Could the lines from the one containing "[locate] car windshield" through the end of the material below be returned exactly, with nothing else?

^^^^^^^^

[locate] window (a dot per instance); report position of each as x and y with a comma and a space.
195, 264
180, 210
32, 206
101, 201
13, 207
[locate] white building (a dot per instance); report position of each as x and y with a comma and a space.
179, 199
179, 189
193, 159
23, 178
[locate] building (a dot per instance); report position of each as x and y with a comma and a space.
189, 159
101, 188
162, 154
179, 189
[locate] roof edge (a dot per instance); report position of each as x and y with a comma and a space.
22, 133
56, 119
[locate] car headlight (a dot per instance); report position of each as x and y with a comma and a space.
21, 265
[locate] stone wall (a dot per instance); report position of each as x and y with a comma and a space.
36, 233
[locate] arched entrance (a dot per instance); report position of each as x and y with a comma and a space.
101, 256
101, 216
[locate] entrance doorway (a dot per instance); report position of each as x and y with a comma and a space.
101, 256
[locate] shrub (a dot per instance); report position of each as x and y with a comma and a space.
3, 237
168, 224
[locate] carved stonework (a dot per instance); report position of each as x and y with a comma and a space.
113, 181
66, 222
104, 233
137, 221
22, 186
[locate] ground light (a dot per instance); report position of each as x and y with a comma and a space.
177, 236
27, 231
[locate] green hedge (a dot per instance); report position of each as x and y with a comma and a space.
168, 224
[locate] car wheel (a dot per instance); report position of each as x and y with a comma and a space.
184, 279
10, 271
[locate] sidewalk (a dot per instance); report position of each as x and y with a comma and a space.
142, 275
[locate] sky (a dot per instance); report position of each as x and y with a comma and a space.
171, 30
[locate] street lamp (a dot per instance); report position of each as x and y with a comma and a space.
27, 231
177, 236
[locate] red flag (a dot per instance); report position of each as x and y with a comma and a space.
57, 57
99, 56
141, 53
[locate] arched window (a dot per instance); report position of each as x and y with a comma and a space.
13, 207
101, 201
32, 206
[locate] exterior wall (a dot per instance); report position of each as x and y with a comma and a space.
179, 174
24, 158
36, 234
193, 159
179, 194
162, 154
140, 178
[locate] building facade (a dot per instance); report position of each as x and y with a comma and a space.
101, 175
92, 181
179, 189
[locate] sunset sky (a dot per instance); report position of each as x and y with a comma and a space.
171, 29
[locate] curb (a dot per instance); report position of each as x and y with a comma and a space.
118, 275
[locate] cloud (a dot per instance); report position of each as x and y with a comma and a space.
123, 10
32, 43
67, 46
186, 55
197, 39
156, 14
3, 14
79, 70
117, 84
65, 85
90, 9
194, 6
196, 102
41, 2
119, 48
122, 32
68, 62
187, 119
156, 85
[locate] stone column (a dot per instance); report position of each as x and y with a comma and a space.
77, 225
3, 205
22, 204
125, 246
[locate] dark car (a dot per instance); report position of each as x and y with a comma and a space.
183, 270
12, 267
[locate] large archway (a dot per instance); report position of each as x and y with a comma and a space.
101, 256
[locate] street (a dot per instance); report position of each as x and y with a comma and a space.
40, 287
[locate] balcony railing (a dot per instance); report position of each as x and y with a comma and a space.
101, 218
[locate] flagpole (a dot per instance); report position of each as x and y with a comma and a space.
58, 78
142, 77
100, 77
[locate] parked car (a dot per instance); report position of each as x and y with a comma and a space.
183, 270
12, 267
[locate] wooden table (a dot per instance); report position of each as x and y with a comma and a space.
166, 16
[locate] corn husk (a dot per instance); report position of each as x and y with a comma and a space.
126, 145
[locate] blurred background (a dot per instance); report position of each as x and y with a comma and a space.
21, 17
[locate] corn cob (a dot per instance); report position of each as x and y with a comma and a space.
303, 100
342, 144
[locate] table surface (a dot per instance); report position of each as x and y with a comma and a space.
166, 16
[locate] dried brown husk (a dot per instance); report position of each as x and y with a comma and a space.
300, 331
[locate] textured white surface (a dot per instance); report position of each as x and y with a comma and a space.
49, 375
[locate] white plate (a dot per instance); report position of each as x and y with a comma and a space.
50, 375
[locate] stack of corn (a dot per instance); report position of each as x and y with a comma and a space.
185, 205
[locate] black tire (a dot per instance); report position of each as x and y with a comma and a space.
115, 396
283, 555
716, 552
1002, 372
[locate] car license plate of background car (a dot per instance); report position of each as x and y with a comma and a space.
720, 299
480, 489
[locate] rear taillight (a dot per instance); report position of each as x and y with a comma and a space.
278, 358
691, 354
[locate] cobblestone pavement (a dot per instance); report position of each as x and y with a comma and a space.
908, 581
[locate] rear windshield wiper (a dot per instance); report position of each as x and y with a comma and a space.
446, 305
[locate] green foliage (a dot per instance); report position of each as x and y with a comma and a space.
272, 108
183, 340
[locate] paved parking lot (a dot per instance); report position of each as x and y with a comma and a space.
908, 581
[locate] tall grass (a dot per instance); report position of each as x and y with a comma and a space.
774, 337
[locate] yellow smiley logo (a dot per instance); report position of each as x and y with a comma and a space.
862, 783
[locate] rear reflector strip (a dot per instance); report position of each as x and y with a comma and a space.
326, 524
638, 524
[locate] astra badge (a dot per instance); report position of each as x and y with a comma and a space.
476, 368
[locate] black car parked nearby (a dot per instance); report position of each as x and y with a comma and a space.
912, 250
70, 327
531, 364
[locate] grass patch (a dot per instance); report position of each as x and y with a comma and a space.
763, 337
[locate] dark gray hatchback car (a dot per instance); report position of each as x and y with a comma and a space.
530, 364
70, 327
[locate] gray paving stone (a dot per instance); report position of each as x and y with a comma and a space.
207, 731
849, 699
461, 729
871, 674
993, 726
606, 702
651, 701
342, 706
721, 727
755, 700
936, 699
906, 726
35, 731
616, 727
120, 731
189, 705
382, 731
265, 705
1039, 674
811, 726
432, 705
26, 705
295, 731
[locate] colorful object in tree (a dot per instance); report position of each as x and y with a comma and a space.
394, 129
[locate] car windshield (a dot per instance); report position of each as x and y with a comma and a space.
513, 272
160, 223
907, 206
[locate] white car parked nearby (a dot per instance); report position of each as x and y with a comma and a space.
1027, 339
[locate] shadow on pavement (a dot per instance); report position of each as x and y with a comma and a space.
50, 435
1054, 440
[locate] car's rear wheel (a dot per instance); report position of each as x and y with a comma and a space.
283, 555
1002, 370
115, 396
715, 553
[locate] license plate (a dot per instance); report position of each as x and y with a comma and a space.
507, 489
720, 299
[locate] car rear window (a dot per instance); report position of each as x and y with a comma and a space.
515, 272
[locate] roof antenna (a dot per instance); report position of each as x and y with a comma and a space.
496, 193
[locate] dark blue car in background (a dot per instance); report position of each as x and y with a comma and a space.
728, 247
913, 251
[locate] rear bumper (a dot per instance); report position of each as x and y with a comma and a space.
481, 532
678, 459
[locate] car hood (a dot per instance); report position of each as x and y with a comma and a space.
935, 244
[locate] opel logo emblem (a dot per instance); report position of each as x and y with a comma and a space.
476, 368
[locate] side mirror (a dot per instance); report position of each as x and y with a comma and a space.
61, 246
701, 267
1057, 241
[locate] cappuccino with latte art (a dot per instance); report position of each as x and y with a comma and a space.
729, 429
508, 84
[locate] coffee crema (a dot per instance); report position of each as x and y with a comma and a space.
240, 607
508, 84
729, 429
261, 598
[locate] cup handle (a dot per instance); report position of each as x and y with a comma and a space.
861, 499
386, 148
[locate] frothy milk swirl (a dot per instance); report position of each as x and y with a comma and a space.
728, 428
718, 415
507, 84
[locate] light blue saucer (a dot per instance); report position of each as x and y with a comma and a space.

^^^^^^^^

## Answer space
[locate] car windshield (a dot per instance); report position of each as x and y with a comma and a space.
513, 272
160, 223
907, 206
[locate] white car parked nearby (a dot per instance); report position of each as x and y with a comma and a space.
1027, 339
[locate] shadow on pavement (a dot per instance); report position of each as x and y with a comma and a space.
50, 435
1054, 440
[locate] car's rear wheel (a dot per instance); report position of each as x and y with a comma and a space.
283, 555
1002, 370
115, 396
715, 553
[locate] license plate (a dot per instance); report position of each as x and y with a comma and a space.
507, 489
720, 299
[locate] car rear window (a dot per instance); report position of each as x and y with a comma and a space.
515, 272
[locate] roof antenna (a dot per instance); report position of each as x and y with a comma and a space.
496, 193
[locate] dark blue car in background (a dot per instance); report position of each as x and y with a comma and a space.
728, 247
913, 251
[locate] rear bumper (a dot per instance); report position of each as x and y with a comma and a space.
481, 532
678, 459
[locate] car hood (a dot per instance); report position of each as x and y with a comma and a space.
935, 244
[locate] opel logo emblem (a dot per instance); report position of each as x and y with a comma and a space.
476, 368
[locate] side mirror (a dot per instance); report position of each as x and y with a comma and a space.
61, 246
701, 267
1057, 241
[locate] cappuccino with latte art (a dot per instance); report position of each as x and y with a comma and a space.
729, 429
508, 84
[locate] coffee crema (a dot per instance); report position of each as x and y with a comma and a space.
240, 607
508, 84
729, 429
261, 598
[locate] cup handle (a dot per instance); report position of each as x and y with a comma and a space.
861, 499
386, 148
[locate] frothy milk swirl (a dot per instance); report position of each as x and y with a comma and a space.
728, 428
718, 415
507, 84
[locate] light blue saucer (a dot per instance); report position of each as x and y with a comma and a space.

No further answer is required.